* Selected passage
A largely Canadian investor committee is leading efforts to restructure the Canadian CP that remains unredeemed. On December 23, 2007, the investor committee announced that an agreement in principle had been reached to restructure the Canadian CP, subject to the approval of the investors and various other parties. Under the agreement in principle, the Canadian CP will be exchanged for medium term notes, backed by the assets underlying the Canadian CP, having a maturity that will generally match the maturity of the underlying assets. The agreement in principle calls for $11.1 million of the Company’s medium term notes to be backed by a pool of assets that are generally similar to those backing the $11.1 million held by the Company and which were originally held by a number of special purpose entities, while the remaining $37.1 million of the Company’s medium term notes are expected to be backed by assets held by the specific special purpose entities that originally issued the Canadian CP. The stated objective of the investor committee is to complete the restructuring process by March 31, 2008. To facilitate the restructuring, commercial paper investors, sponsors of the special purpose entities and other stakeholders agreed to a standstill agreement which has been extended and is likely to continue to be extended until the restructuring process is complete. The Company cannot predict the ultimate outcome of the restructuring effort, but expects its investment will be converted into medium term notes. However, it is possible that the restructuring effort will fail and the Company or the special purpose entities may be forced to liquidate assets into a distressed market resulting in a significant realized loss for the Company.

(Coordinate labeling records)

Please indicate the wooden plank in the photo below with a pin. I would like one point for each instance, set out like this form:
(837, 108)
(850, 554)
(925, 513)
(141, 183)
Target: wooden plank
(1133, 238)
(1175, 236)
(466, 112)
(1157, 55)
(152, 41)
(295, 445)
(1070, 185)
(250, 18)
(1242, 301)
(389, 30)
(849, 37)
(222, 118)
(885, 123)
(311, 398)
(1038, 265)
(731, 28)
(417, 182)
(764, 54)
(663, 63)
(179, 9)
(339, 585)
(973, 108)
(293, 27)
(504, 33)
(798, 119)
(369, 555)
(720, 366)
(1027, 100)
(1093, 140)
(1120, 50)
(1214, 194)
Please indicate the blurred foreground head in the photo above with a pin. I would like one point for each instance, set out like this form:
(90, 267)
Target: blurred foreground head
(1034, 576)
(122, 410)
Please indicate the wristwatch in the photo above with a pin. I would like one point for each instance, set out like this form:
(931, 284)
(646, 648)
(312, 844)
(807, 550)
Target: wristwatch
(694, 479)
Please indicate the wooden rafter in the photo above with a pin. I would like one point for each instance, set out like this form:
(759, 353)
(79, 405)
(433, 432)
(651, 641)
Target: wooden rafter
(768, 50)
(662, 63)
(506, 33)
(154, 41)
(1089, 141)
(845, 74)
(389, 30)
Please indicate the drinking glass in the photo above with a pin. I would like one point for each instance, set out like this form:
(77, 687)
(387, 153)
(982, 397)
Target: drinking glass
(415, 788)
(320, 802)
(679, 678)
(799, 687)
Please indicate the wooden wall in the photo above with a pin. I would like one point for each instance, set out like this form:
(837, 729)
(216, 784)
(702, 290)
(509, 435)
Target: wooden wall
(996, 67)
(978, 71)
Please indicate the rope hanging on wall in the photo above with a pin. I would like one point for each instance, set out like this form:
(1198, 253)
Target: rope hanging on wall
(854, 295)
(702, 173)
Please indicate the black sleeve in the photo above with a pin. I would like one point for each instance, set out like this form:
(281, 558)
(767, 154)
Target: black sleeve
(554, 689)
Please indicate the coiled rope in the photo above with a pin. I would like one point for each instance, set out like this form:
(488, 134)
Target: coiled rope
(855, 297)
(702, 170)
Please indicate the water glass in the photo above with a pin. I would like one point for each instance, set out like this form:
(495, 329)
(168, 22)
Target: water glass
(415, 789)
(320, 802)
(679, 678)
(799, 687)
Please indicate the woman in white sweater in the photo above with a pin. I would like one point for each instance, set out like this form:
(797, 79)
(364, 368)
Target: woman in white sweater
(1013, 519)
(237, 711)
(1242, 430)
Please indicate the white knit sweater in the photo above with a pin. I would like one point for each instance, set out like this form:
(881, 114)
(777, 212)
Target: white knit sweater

* Prompt 1
Pull from the listing every line that contains the string "glass".
* Prompt 2
Pick up the passage on the Canadian commercial paper restructuring and keep writing from its final sentence.

* Exercise response 1
Please indicate the drinking glass in the photo above with a pin. I would like one point for each instance, set out like this form:
Target: drinking glass
Please indicate the water glass in the photo above with a pin. I would like one point for each instance, set out like this form:
Target: water glass

* Exercise response 2
The Canadian CP has not traded in an active market since mid-August 2007 and there are currently no market quotations available, however, the Canadian CP continues to be rated R1 (High, Under Review with Developing Implications) by Dominion Bond Rating Service. The Company has estimated the fair value of the Canadian CP assuming the agreement in principle is approved. The Company has employed a valuation model to estimate the fair value for the $11.1 million of Canadian CP that will be exchanged for medium term notes backed by the pool of assets. The valuation model used by the Company to estimate the fair value for this portion of the Canadian CP incorporates discounted cash flows, the best available information regarding market conditions and other factors that a market participant would consider for such investments. The fair value of the $37.1 million of Canadian CP that will be exchanged for medium term notes backed by assets held by specific special purpose entities was estimated using prices of securities similar to those the Company expects to receive.

During 2007, the Company’s valuation resulted in an impairment charge and reduction of $12.2 million to the estimated fair value of the Canadian CP. The assumptions used in determining the estimated fair value reflect the terms of the December 23, 2007 agreement in principle described above. The Company’s valuation assumes that the replacement notes will bear interest rates similar to short-term instruments and that such rates would otherwise be commensurate with the nature of the underlying assets and their associated cash flows. Assumptions have also been made as to the amount of restructuring costs that the Company will bear. Continuing uncertainties regarding the value of the assets which underlie the Canadian CP, the amount and timing of cash flows, the yield of any replacement notes and other outcomes of the restructuring process could give rise to a further change in the value of the Company’s investment which could materially impact the Company’s financial condition and results of operations.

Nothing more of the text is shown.